(The records)
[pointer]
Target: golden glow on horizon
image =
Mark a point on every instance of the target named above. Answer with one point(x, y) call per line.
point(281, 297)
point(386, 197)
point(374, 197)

(Objective)
Reproduce the material above with "horizon" swapped for "skyline", leaving every other line and character as it stands.

(Response to the exercise)
[pointer]
Target: golden glow on skyline
image =
Mark a point on every instance of the target named above. Answer with one point(x, y) call per line.
point(281, 297)
point(386, 197)
point(374, 197)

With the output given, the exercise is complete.